====== TEXTO PROPORCIONADO ======

El nazismo es muy agradecido, sobre todo en esto de reseñar. Basta algo de antisemitismo por aquí, alguna cruz gamada por allí y unos cuantos jóvenes haciendo el paso de la oca por allá, para que el libro en cuestión despierte el máximo interés. La fascinación por el mal es tan antigua como el mal mismo, diría que más antigua si cabe. Ahora bien, lo bueno del nazismo estriba en que es relativamente reciente. ¿Cómo puede ser ―se pregunta la gente palpándose el progreso― que todo esto sucediera en pleno siglo XX?

======

OBJETIVO DEL EJERCICIO
Reescriba de forma más breve el párrafo del texto proporcionado que comienza con «El nazismo es muy agradecido», conservando sus datos principales.

====== CONJUNTO DE ÍTEMS ======

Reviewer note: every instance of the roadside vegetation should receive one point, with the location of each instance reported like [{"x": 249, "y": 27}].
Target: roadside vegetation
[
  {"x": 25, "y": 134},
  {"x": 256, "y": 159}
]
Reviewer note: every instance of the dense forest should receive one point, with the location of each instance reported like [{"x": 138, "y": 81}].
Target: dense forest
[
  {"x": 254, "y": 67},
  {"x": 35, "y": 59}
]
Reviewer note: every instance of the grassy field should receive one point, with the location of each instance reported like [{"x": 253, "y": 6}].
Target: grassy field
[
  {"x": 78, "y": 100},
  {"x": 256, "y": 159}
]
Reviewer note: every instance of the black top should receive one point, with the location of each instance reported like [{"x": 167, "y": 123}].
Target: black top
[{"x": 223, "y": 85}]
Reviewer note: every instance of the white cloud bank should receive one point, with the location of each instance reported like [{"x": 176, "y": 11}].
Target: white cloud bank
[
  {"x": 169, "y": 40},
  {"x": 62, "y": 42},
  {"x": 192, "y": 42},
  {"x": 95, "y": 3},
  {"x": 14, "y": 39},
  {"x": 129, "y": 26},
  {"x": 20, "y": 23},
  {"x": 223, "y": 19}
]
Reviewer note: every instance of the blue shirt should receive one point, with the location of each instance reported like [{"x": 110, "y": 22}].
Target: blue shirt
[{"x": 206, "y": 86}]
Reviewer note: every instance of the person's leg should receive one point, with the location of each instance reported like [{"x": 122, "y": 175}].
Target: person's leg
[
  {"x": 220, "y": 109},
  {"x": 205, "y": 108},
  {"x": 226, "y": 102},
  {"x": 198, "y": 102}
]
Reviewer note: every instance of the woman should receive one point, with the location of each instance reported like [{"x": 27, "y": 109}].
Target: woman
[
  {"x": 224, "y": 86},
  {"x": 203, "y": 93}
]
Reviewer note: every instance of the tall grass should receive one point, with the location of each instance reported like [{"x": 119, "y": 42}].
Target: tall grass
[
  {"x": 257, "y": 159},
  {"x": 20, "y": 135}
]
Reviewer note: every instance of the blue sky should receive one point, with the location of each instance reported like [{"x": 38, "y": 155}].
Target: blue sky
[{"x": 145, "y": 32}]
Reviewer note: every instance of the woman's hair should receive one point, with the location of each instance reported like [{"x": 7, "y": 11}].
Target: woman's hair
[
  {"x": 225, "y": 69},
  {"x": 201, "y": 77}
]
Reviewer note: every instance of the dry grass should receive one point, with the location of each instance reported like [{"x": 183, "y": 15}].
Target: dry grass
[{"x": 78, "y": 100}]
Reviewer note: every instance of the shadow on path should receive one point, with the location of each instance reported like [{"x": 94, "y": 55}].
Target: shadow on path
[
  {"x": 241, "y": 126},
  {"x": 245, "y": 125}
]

======

ÁREA DE RESPUESTA
El nazismo resulta muy agradecido para reseñar: con algo de antisemitismo, alguna cruz gamada y jóvenes marcando el paso de la oca, el libro despierta el máximo interés. La fascinación por el mal es tan antigua como el mal, o quizá más. La ventaja del nazismo es que es relativamente reciente, y la gente, palpándose el progreso, se pregunta cómo pudo ocurrir en pleno siglo XX.